*To do*: Copy the data below word for word, without the picture.

*Material*:
--- --- ---
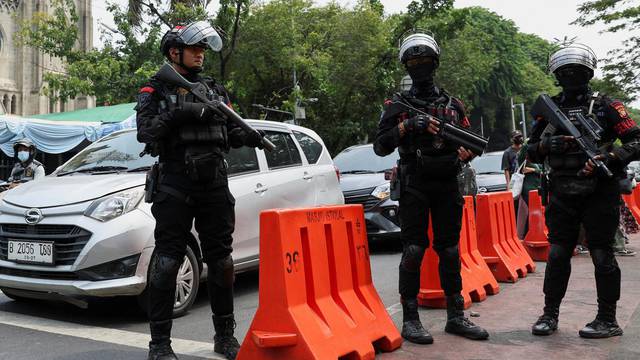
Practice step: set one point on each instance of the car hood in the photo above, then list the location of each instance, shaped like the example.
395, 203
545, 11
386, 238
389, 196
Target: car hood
64, 190
350, 182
--- --- ---
*Response to this exercise*:
Practice step: set one point on each instance of the car hood in the photo above, then list the location of each instance, shaped like the example.
395, 203
545, 11
386, 238
389, 196
Target: car hood
64, 190
350, 182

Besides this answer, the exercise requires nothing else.